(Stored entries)
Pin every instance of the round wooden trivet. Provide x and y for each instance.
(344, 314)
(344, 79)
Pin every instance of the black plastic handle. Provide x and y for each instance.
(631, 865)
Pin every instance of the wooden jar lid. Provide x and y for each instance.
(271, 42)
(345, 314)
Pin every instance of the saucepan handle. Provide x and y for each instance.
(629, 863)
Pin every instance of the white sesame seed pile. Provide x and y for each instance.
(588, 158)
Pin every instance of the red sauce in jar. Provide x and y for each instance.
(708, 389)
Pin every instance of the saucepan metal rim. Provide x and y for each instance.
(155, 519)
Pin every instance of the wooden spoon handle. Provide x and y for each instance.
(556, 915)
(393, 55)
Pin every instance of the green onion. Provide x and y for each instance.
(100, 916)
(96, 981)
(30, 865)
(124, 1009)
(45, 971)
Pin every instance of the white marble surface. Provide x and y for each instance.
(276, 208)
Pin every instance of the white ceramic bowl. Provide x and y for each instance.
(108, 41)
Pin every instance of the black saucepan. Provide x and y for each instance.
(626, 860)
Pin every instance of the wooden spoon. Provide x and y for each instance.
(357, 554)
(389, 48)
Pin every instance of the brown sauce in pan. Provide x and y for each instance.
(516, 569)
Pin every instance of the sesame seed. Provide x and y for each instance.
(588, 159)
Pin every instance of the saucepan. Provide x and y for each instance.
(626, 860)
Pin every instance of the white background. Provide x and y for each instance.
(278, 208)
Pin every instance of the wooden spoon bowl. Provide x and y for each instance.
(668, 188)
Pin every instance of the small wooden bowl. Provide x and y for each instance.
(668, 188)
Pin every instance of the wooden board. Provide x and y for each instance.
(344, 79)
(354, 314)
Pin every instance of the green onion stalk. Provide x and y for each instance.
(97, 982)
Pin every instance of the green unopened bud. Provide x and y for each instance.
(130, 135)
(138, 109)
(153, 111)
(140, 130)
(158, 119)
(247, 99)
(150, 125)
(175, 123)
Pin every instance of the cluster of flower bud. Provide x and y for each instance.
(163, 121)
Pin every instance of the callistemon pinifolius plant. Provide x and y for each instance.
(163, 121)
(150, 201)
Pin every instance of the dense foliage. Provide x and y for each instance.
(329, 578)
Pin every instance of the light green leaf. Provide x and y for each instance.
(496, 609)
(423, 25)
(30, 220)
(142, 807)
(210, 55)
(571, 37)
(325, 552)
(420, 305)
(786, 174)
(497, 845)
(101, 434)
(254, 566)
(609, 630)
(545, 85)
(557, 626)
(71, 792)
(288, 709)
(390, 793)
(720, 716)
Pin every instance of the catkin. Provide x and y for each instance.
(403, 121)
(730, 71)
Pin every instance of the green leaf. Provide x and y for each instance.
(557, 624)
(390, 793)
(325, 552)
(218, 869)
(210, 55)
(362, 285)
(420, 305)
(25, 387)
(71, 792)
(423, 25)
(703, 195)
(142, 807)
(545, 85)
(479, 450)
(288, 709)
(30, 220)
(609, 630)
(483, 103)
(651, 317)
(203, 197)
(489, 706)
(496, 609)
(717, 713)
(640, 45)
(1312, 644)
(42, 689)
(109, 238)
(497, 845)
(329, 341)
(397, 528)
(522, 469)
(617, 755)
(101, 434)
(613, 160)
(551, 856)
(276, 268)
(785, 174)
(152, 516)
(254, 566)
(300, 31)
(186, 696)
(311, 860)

> _THE TASK_
Print all of the entries exactly as they are written.

> _ANSWER FOR THIS EXERCISE_
Pin every instance of the round wooden trivet. Provide x and y for each instance.
(344, 314)
(344, 79)
Pin every instance of the black plastic handle. Provide x and y for each instance.
(631, 865)
Pin every instance of the wooden jar lid. Provide x and y for each instance.
(271, 42)
(345, 314)
Pin every instance of the saucepan handle. Provide x and y for each instance.
(629, 863)
Pin every instance of the white sesame seed pile. Provide x and y for each instance.
(588, 158)
Pin every instance of the red sauce in jar. Provide x and y for each instance.
(708, 389)
Pin every instance of the saucepan metal rim. Provide x and y for each instance.
(155, 519)
Pin every instance of the wooden spoon handle. Provide x and y for each instance.
(556, 915)
(393, 55)
Pin every instance of the green onion. Provide x and y for each instance.
(100, 916)
(96, 981)
(30, 865)
(124, 1009)
(45, 971)
Pin every instance of the white marble surface. Provide x and y for each instance.
(276, 208)
Pin every instance of the white ceramic bowl. Provide x and y for each instance.
(108, 41)
Pin every instance of the black saucepan. Provide x and y for each instance.
(626, 860)
Pin every instance of the wooden spoon. Provide x and y for each instance.
(357, 554)
(389, 48)
Pin every instance of the brown sauce in pan. Provide x and y for each instance.
(516, 569)
Pin every instance of the sesame seed. Provide x and y for each instance.
(588, 159)
Pin every instance of the saucepan. Provide x and y for each instance.
(626, 860)
Pin every instance of the white background. Provide x and y for each instance.
(278, 208)
Pin every instance of the wooden spoon bowl. Provide x and y for each instance.
(668, 188)
Pin every instance of the small wooden bowl. Provide x and y for each instance.
(668, 188)
Pin every instance of the wooden board. Provide x and y for each instance.
(344, 79)
(354, 314)
Pin every instance of the green onion stalk. Provide x and y for each instance.
(97, 982)
Pin every instance of the green unopened bud. Provide x and y for each instance.
(130, 135)
(138, 109)
(153, 111)
(140, 130)
(158, 119)
(247, 99)
(150, 125)
(175, 123)
Pin every instance of the cluster of flower bud. Provide x and y for each instance.
(163, 121)
Pin every instance of the callistemon pinifolius plant. Provide x and y for each instance.
(163, 121)
(150, 201)
Pin every instance of the dense foliage. Provide x and y for each instance.
(329, 578)
Pin every instance of the light green leaf. Provide x and y for each instance.
(496, 609)
(423, 25)
(30, 220)
(142, 807)
(210, 55)
(571, 37)
(325, 552)
(420, 305)
(786, 174)
(497, 845)
(101, 434)
(254, 566)
(609, 630)
(545, 85)
(557, 626)
(71, 792)
(288, 709)
(390, 793)
(720, 716)
Pin every instance of the catkin. Provide x and y for each instance.
(403, 121)
(730, 71)
Pin every instance of the green leaf. Provide x and y for each instance.
(557, 624)
(390, 793)
(325, 552)
(218, 869)
(210, 55)
(362, 285)
(420, 305)
(25, 387)
(71, 792)
(423, 25)
(703, 195)
(142, 807)
(545, 85)
(479, 450)
(288, 709)
(30, 220)
(609, 630)
(483, 103)
(651, 317)
(203, 197)
(489, 706)
(496, 609)
(717, 713)
(640, 45)
(1312, 644)
(42, 689)
(109, 238)
(497, 845)
(329, 341)
(397, 528)
(522, 469)
(617, 755)
(101, 434)
(613, 160)
(551, 856)
(276, 268)
(785, 174)
(152, 516)
(254, 566)
(300, 31)
(186, 696)
(311, 860)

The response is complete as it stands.